▸ **GOAL OF THE EXERCISE**: Please arrange the stretch of the data below, from its start through the line that contains "[256,159,316,200]", as a JSON list of strings with one string per line. Leave out blank lines and ignore everything after that line.

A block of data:
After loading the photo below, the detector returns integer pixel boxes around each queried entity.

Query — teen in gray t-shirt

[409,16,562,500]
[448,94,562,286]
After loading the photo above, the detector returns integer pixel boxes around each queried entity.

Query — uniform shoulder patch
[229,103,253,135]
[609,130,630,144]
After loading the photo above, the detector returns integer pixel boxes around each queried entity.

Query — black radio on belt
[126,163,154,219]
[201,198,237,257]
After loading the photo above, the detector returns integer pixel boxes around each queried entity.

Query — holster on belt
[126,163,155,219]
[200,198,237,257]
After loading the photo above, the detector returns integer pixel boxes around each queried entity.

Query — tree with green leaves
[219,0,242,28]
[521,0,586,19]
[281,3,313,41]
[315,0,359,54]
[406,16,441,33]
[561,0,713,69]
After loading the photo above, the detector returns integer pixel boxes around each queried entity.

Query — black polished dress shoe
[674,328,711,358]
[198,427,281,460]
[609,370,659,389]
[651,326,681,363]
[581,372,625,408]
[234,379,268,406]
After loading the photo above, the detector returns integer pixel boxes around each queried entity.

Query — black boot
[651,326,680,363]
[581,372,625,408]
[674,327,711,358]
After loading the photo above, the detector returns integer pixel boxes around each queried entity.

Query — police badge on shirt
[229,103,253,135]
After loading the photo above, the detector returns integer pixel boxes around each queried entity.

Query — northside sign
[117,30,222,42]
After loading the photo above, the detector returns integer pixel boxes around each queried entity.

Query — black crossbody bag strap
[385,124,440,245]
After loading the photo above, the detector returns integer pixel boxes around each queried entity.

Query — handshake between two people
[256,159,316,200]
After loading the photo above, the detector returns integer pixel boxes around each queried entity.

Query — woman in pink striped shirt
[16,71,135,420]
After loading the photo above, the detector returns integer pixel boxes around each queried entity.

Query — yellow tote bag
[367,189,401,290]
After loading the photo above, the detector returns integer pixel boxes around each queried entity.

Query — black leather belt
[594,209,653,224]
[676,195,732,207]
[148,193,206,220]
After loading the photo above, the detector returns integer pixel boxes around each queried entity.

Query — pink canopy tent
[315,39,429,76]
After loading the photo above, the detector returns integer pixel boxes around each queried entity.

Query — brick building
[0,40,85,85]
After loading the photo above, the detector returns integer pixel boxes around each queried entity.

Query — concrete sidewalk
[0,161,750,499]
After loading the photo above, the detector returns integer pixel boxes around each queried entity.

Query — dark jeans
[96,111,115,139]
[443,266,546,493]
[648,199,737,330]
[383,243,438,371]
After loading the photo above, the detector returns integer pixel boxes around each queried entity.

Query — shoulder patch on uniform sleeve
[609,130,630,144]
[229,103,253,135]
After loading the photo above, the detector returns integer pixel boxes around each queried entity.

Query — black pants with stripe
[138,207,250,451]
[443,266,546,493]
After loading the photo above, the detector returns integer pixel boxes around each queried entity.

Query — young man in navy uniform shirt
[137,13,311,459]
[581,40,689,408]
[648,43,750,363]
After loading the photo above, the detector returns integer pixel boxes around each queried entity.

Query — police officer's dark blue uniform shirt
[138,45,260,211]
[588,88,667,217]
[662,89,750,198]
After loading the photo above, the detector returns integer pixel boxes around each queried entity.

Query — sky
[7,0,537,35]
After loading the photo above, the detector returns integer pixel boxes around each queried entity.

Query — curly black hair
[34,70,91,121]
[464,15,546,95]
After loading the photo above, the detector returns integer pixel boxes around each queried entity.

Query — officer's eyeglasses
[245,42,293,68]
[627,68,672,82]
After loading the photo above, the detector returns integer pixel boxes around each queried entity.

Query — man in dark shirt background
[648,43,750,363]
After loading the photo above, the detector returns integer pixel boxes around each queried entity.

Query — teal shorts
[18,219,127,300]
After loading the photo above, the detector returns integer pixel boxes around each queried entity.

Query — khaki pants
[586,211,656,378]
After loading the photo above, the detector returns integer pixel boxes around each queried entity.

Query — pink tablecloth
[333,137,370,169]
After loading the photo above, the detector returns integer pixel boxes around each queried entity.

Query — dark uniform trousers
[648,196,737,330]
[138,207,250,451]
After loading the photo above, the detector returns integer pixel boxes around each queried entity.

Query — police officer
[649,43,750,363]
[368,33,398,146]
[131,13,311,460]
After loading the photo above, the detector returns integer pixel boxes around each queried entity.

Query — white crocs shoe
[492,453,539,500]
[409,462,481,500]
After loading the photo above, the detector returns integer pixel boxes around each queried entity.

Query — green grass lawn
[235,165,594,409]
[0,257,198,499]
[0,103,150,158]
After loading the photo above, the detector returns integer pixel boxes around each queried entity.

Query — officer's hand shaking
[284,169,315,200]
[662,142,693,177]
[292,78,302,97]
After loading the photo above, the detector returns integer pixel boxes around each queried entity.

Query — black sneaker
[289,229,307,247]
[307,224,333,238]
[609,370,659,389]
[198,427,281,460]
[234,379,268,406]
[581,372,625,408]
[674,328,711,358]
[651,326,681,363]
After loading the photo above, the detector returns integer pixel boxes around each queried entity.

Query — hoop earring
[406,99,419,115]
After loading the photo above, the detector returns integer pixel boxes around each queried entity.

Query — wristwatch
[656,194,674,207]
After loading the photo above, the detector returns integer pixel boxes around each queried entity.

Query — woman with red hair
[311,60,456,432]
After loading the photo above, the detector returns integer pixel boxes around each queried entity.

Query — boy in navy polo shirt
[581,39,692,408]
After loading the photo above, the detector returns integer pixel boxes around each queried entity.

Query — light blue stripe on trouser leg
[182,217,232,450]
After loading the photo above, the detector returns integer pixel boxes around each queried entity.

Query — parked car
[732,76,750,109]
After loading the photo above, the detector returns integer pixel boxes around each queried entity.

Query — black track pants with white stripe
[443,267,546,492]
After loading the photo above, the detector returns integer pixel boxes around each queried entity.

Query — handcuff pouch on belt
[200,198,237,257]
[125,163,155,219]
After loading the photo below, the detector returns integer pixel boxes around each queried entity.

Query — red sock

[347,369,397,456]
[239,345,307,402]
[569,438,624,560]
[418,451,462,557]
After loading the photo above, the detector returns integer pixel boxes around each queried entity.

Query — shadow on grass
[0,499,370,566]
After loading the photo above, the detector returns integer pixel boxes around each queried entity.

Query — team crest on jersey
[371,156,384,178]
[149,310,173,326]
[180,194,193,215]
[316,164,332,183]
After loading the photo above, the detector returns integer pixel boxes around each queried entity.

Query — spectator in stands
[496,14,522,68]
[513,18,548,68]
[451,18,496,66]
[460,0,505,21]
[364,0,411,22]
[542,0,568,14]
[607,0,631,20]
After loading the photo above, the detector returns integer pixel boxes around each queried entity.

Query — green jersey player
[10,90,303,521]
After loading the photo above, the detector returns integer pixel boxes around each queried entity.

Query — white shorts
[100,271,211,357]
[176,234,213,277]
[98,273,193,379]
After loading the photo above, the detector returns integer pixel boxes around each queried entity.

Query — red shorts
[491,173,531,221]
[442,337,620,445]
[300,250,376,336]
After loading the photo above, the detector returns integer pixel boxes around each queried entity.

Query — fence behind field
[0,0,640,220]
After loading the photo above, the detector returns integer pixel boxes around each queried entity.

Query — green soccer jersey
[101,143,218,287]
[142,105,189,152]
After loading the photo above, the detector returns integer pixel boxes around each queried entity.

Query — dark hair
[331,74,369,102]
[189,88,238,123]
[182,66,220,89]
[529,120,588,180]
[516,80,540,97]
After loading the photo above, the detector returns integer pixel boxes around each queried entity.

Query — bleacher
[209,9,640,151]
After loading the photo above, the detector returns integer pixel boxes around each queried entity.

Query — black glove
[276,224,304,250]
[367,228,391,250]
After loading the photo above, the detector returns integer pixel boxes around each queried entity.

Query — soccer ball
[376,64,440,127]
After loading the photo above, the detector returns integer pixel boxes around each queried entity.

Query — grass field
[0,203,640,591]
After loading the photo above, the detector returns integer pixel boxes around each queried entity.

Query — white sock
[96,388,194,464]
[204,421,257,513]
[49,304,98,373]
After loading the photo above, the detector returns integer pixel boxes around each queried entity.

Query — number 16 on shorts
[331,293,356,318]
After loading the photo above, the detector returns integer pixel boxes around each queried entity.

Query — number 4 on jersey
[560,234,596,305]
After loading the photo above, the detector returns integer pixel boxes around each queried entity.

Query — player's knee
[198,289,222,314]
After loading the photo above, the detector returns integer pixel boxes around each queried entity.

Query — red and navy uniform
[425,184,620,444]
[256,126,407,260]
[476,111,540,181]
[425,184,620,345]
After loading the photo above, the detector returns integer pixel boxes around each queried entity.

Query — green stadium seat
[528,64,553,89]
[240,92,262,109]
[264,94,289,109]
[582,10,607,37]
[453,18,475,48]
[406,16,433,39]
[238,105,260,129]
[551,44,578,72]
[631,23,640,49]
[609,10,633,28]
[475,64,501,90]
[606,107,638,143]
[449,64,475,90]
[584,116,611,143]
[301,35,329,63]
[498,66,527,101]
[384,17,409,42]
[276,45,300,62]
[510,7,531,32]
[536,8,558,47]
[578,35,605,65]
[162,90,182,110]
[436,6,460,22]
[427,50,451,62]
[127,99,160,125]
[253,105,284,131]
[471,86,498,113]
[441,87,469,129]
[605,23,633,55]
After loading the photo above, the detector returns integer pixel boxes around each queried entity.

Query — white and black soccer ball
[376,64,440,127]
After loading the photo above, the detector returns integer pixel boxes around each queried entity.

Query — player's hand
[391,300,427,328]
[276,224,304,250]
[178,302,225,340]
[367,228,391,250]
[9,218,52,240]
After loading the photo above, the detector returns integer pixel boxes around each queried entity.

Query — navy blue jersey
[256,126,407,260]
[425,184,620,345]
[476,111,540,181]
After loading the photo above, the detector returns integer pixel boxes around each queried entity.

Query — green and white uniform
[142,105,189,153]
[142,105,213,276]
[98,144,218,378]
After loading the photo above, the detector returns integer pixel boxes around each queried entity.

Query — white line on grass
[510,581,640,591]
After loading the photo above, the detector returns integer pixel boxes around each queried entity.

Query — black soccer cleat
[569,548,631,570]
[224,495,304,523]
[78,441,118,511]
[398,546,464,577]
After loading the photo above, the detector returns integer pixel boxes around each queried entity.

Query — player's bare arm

▸ **RESPONSE**:
[
  "After loading the photo below, the detector returns integer pixel boxes around each queried entity.",
  "Query — teen in gray t-shirt",
  "[409,16,562,500]",
  "[448,94,562,286]",
  "After loading the photo above, the detector returns integer pixel boxes around each queried entity.",
  "Query — uniform shoulder patch",
  "[229,103,253,135]",
  "[609,130,630,144]",
  "After loading the photo above, the detector returns integer pixel boxes around each queried entity.",
  "Query — black radio on belt",
  "[126,163,154,219]",
  "[201,198,237,257]",
  "After loading the photo above, the detector returns integer pixel boxes around each queried entity.",
  "Query — holster on belt",
  "[126,163,155,219]",
  "[200,198,237,257]",
  "After loading the photo above, the detector returns integer pixel boxes around each queried entity.",
  "Query — tree with green leaves",
  "[219,0,242,28]",
  "[521,0,586,19]",
  "[281,3,313,41]",
  "[315,0,359,54]",
  "[406,16,441,33]",
  "[561,0,713,69]",
  "After loading the photo above, the detector returns integer pixel boxes around each queried entity.",
  "Query — black polished dress shoe",
  "[674,328,711,358]",
  "[198,427,281,460]",
  "[609,370,659,389]",
  "[651,326,681,363]",
  "[581,372,625,408]",
  "[234,379,268,406]",
  "After loading the photo above, the detector returns integer pixel boxes around each queried entity.",
  "Query — black boot",
  "[651,326,680,363]",
  "[581,372,625,408]",
  "[674,327,711,358]",
  "After loading the photo above, the detector returns integer pixel boxes around each queried entity.",
  "Query — police badge on shirt",
  "[229,103,253,135]",
  "After loading the photo above, the detector returns integer pixel boxes around each queried entity.",
  "Query — northside sign",
  "[117,30,222,42]",
  "After loading the photo above, the detector returns integer pixel boxes around each queried entity.",
  "Query — black crossbody bag strap",
  "[385,124,440,245]",
  "After loading the photo above, the detector returns integer pixel boxes around each queried entity.",
  "Query — handshake between two people",
  "[256,159,316,200]"
]